## [EXERCISE PROMPT]
In the Rolfing text, rewrite the passage from "Wagner noticed more" up to and including "than two years.", changing "knees" to "joints".

## [TEXT SHOWN]
<<<<

Wagner noticed more than pain-free knees. “I’ve had quicker muscle activation and more natural, effortless body movements,” she says. “The greatest benefit for me is an increased body awareness and better access to my athletic potential, more time training and less time dealing with injury.” Rolfing also added an inch to Wagner’s height, a gain that’s lasted more than two years.

Because SI allows the body to regain it’s natural flexibility and alignment, Ullis recommends Rolfing and SI for anyone who wants to slow the impact of the aging process. “The first thing that often goes bad as people age is their biomechanical efficiency,” he notes. “It’s important to restore any losses as early as possible so people can maintain a lifetime of physical activity.”

A decade ago, Lynn Collins, 57, of Albuquerque, N.M., sought out a Rolfer to help with the pain from neck injuries suffered in a car accident 30 years before. “After the third session, the neck pain went away,” she says. She kept going because she liked how her body felt and functioned after the therapy.

“I feel like there’s more space between my bones and muscles now. It’s an expansive feeling,” she observes. It also sharpened her body awareness. “Rolfing acts as a sort of muscle-memory coach. So I now notice and naturally correct certain habitual things, like how I sit in a chair,” Collins says. Rolfers and SI practitioners coach their clients on how to alter their movement patterns and habits so they’re using their bodies more efficiently.

Deeper Awareness

There’s also a spiritual aspect to the experience, at least for some. Many experts attribute it to heightened body awareness, others to the release of repressed emotions from the body at the cellular level, still others to the improved connection people feel to the earth beneath their feet.

John Latz, a practitioner and instructor of SI at the Institute for Structural Integration in Miami, Fla., asserts that some of SI’s most profound benefits emerge as the result of self-exploration. “The deeper you are willing to go inside yourself with your awareness, the more you discover,” he notes.

>>>>

## [EXTRACTED DATA]
<<<<

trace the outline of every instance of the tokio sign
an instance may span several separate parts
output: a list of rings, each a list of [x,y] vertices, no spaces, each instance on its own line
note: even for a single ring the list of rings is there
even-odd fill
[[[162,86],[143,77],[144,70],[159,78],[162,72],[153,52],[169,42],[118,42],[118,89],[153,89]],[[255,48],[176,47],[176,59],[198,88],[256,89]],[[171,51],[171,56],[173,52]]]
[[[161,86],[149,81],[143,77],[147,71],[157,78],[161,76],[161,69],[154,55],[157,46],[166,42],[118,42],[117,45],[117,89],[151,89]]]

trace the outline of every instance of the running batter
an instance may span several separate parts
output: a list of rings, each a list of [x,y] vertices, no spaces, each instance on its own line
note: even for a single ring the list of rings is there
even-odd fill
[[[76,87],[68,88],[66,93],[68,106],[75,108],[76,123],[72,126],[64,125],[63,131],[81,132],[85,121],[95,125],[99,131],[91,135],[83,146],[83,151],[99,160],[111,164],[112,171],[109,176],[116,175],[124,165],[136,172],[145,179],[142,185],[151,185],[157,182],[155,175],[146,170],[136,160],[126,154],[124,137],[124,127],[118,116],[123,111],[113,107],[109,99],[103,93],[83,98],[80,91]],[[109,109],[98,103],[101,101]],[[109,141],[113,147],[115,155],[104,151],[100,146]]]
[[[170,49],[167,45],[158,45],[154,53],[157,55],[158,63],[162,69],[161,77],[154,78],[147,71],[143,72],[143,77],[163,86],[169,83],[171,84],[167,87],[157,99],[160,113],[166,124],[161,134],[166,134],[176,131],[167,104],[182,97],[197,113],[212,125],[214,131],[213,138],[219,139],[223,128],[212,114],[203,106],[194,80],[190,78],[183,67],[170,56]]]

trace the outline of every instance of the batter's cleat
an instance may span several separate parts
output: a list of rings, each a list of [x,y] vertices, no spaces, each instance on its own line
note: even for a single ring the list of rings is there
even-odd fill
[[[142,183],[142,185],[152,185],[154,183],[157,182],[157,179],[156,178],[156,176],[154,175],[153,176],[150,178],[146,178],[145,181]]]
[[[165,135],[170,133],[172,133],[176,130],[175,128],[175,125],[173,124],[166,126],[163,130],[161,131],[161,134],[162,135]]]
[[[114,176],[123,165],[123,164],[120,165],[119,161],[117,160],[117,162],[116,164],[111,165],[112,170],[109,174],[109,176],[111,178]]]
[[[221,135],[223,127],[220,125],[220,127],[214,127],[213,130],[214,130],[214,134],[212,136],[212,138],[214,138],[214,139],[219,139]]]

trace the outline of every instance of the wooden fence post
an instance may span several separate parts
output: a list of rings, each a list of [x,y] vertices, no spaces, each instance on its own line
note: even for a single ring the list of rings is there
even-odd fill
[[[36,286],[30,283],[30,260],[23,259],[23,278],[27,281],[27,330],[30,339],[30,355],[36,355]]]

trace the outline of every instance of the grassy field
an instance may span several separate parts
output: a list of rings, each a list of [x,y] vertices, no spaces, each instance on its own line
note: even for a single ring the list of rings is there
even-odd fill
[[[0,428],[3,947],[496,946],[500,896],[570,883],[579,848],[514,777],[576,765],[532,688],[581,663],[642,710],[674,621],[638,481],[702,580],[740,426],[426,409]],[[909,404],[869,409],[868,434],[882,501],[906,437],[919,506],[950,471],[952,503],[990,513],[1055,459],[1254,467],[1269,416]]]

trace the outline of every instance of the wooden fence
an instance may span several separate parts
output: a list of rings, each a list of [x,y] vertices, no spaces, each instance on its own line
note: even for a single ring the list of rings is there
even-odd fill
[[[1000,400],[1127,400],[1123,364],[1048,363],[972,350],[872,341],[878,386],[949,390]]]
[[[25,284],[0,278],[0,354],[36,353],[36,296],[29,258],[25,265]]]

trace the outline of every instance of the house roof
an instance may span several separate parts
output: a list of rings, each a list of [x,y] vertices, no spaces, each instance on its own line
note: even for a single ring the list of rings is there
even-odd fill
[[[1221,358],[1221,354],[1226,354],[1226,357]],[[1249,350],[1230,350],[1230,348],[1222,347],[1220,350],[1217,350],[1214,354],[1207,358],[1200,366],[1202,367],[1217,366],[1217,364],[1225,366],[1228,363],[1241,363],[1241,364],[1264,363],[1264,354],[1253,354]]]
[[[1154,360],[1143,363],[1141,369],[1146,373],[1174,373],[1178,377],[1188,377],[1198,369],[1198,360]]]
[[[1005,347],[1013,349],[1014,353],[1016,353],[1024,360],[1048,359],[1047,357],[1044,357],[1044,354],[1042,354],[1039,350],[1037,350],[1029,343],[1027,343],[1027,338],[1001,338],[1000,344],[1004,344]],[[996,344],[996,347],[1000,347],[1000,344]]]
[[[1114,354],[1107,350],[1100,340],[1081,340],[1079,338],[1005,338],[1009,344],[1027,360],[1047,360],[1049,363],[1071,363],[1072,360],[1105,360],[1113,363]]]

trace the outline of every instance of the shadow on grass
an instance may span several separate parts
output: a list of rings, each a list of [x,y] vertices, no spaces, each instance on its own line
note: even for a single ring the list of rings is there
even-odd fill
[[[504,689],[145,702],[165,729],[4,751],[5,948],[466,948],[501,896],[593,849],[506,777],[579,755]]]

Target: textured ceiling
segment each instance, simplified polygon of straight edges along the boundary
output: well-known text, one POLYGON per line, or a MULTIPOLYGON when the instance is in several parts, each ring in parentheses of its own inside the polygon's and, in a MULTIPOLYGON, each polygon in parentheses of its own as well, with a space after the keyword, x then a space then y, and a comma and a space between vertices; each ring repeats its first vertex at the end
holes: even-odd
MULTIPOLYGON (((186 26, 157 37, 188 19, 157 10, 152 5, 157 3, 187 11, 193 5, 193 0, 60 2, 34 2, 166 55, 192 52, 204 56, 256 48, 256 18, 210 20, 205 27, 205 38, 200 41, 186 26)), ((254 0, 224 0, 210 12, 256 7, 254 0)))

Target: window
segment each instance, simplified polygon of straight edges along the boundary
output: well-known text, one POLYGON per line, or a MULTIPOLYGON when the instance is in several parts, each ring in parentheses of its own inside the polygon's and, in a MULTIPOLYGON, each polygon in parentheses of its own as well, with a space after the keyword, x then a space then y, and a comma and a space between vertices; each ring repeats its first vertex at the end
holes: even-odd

>>>>

## [WRITTEN ANSWER]
Wagner noticed more than pain-free joints. “I’ve had quicker muscle activation and more natural, effortless body movements,” she says. “The greatest benefit for me is an increased body awareness and better access to my athletic potential, more time training and less time dealing with injury.” Rolfing also added an inch to Wagner’s height, a gain that’s lasted more than two years.